◆ **Fragmento del documento**:
------------------------------

Luciano, uno de sus nietos, tuvo que luchar por su vida desde el primer momento que llegó. “Nació con los intestinos afuera. Ahí exploté. Estuvo dos años remándola”, cuenta. El pequeño estuvo en estado vegetativo, mientras su papá se volcaba a las adicciones. “Mi hijo se metió en la droga, no le interesaba nada porque mi nieto en cualquier momento se iba”, recuerda Rosa, quien además logró salvar al joven cuando intentó quitarse la vida. Entre el dolor y la bronca, también logró convencerlo para que asista a un centro de rehabilitación.

Afortunadamente su nieto superó todas las embestidas que tuvo en sus tres primeros añitos. “Es un guerrero total”, asegura. Pero no fue el único que dio batalla a la vida. Cuenta que además tiene otra nieta que nació con encefalocele maligno que le causó un retraso madurativo y sordera. Lamenta no poder verla seguido por roces entre los padres. “Son tantas las causas que me trajo para abajo”, solloza.

Rosa dice que el dolor que sufrió por sus nietos fue más duro que la separación de su primer marido, un hombre violento que la golpeaba e intentó apuñalarla. “Las mujeres aguantamos tanto... Pero mis nietos no. Ese dolor es muy fuerte”, suspira, mientras estira el ruche que aprendió hacer ese día, en la cooperativa que la “salvó” y la contiene.

Galería de fotos: mirá cómo trabajan las mujeres de la cooperativa

Un par de metros más adelante, está Marina Rodríguez, sentada frente a la máquina de coser. Ella tiene 24 años y sueña tener su propia marca de indumentaria en un futuro. Para ello estudia en un terciario. Como la mayoría de las mujeres De mi Pueblo, después de sus horas trabajo, siguen formándose en este rubro que les cambió la vida: el diseño, la costura, el bordado y la economía social.

------------------------------

◆ **Material presentado**:
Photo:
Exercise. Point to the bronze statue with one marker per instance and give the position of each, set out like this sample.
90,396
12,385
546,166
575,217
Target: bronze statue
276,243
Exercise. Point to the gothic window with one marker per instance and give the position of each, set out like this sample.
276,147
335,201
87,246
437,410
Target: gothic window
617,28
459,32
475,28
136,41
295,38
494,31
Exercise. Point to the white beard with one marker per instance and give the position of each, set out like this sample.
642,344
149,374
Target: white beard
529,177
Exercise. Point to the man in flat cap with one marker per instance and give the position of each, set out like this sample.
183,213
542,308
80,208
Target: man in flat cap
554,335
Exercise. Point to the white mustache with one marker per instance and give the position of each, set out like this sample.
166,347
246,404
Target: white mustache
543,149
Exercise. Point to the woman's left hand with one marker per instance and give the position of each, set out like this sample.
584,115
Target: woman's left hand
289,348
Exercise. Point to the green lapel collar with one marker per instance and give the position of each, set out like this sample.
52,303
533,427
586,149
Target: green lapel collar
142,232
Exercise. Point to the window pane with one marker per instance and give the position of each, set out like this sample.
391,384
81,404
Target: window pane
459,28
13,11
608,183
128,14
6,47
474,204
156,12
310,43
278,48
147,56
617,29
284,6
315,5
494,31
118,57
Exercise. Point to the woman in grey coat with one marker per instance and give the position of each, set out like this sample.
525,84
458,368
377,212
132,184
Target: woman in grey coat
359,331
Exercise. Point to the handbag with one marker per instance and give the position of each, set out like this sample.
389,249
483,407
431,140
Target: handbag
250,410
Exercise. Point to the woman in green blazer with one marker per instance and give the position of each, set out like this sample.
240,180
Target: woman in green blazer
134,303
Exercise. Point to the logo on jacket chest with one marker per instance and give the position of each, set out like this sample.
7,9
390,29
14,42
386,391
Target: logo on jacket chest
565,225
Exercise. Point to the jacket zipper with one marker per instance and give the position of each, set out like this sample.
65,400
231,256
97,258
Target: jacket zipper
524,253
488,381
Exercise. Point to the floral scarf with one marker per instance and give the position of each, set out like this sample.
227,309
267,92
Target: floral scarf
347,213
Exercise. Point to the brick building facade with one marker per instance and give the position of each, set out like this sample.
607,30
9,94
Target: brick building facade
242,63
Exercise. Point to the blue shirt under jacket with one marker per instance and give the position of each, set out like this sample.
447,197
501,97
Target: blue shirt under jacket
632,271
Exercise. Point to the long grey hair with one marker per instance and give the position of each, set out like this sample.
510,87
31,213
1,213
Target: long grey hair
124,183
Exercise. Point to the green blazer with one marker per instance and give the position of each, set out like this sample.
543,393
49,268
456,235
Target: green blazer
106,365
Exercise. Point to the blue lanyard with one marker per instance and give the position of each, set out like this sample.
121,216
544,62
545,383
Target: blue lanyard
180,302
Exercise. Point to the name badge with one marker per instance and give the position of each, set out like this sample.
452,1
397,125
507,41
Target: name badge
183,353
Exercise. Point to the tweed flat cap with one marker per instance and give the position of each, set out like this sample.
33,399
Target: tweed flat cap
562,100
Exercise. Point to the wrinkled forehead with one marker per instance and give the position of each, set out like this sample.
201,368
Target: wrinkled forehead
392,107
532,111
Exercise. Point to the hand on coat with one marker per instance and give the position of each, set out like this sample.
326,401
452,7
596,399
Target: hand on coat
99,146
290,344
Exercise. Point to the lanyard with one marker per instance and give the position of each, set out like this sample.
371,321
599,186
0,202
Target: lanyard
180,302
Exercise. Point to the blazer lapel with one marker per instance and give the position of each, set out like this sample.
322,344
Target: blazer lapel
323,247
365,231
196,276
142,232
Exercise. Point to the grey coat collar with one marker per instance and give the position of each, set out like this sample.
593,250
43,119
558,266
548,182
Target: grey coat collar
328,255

------------------------------

◆ **Tareas a realizar**:
1. Responde estas preguntas sobre el fragmento acerca de la cooperativa:
(a) ¿Cuántos años tiene Marina Rodríguez?
(b) ¿Qué aprendió a hacer Rosa ese día en la cooperativa?
(c) ¿Dónde estudia Marina?
2. Por favor, cambia "cooperativa" por "asociación" en la parte del fragmento sobre la cooperativa que comienza con las palabras "Rosa dice que" y termina después de "la economía social.", y escríbela de nuevo.
Las filas no guardan relación con el fragmento.

◆ **Respuestas completas**:
1.
(a) Tiene 24 años.
(b) Aprendió a hacer el ruche.
(c) Estudia en un terciario.

2.
Rosa dice que el dolor que sufrió por sus nietos fue más duro que la separación de su primer marido, un hombre violento que la golpeaba e intentó apuñalarla. “Las mujeres aguantamos tanto... Pero mis nietos no. Ese dolor es muy fuerte”, suspira, mientras estira el ruche que aprendió hacer ese día, en la asociación que la “salvó” y la contiene.

Galería de fotos: mirá cómo trabajan las mujeres de la asociación

Un par de metros más adelante, está Marina Rodríguez, sentada frente a la máquina de coser. Ella tiene 24 años y sueña tener su propia marca de indumentaria en un futuro. Para ello estudia en un terciario. Como la mayoría de las mujeres De mi Pueblo, después de sus horas trabajo, siguen formándose en este rubro que les cambió la vida: el diseño, la costura, el bordado y la economía social.